Required tasks:
[a] Repeat the vaccine manufacturing article word for word between "Pfizer ultimately did" and "support mass manufacturing.", inclusive.
[b] Carry on writing the vaccine manufacturing article, starting after its last sentence.

Text block:
━━━━━━━━━━
Betting that its vaccine would work, the company had already signed a deal in May with Swiss manufacturing giant Lonza AG to produce up to 1 billion shots a year at facilities in the U.S. and Switzerland. While Moderna has an in-house manufacturing setup in Norwood, Mass., the 200,000-square-foot factory is far eclipsed by global demand for coronavirus vaccines.

The alliance with Lonza was a major step toward mass production at a time when it was still unclear whether the messenger RNA technology used in the Moderna vaccine would succeed. Pfizer’s vaccine, which the FDA authorized last week, is the first mRNA shot for any disease to be put into mass use.

“Moderna didn’t have manufacturing capacity. Pfizer has it because they are a much larger company,” said Sen. Steve Daines, a Montana Republican who pressed to include $10 billion funding for vaccine development and manufacturing in Congress’ initial pandemic relief package, the CARES Act passed in March.

That funding was crucial for “dual tracking” research and mass-manufacturing, particularly for smaller companies like Moderna, said Daines, who added that he spoke with Moderna CEO Stéphane Bancel and Pfizer CEO Albert Bourla in the days ahead of the multitrillion-dollar relief package.

“I knew it was the best $10 billion we were going to spend in the entire $2.2 trillion package because it was going to end the pandemic,” Daines said.

Pfizer ultimately did not receive government funding for research and development, though Warp Speed in July provided $1.95 billion to secure 100 million shots, a deal the government also said would support mass manufacturing.
━━━━━━━━━━
Source data:
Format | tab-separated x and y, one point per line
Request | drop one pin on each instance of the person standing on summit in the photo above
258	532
━━━━━━━━━━
Results for the exercise:
[a]
Pfizer ultimately did not receive government funding for research and development, though Warp Speed in July provided $1.95 billion to secure 100 million shots, a deal the government also said would support mass manufacturing.

[b]
Moderna’s late-stage clinical trial was slightly smaller than Pfizer’s, with 30,000 participants rather than its competitor’s 44,000. Both shots are roughly 95 percent effective for the general population, although Pfizer’s was more effective for adults over 65, at 94 percent to Moderna’s 86 percent.

But that may not be a statistically significant difference, said Steven Joffe, a University of Pennsylvania health policy expert and member of the Data Safety Monitoring Board overseeing several vaccine trial under the auspices of Operation Warp Speed.

“They and most of the other companies, Pfizer excepted, had a lot of help from the government and Warp Speed,” Joffe said — adding that nonetheless, Moderna’s success “is a big achievement.”

Moderna executives said Thursday at the FDA advisory committee meeting that they did not see serious allergic reactions in the trial; two incidents, one in the placebo group, were not seen to be related to the shot itself. The data comes as U.S. and U.K. regulators scramble to better understand severe reactions to the Pfizer vaccine in people with serious allergies. Those reactions happened outside of clinical trials, where people with serious allergies are rarely included.

The FDA panel voted 20-0 to recommend the vaccine, with Michael Kurilla, a National Institutes of Health scientist, abstaining because he said he was “very uncomfortable” with a blanket recommendation for people over 18 years old. Because of the severity of the pandemic and limited supplies, “I would prefer to see it more targeted to people at high risk of more threatening illness and disease,” he said.

Moderna’s vaccine has several logistical advantages over Pfizer’s. Unlike Pfizer, Moderna opted for the U.S. government to distribute its shot, handing one of the biggest challenges of the vaccination push to military personnel and commercial distributors guided by Gen. Gustave Perna, Warp Speed’s chief operating officer.

Moderna’s shot can also be stored in most regular freezers, while Pfizer’s needs ultra-cold freezers or containers filled with dry ice that make that vaccine more challenging to ship and store.

With FDA authorization expected Friday, the company faces its biggest test yet. Warp Speed officials say that more than 4 million doses are ready to ship to states by Monday, and the remainder of the country’s 200 million dose order will stream in over the next six months.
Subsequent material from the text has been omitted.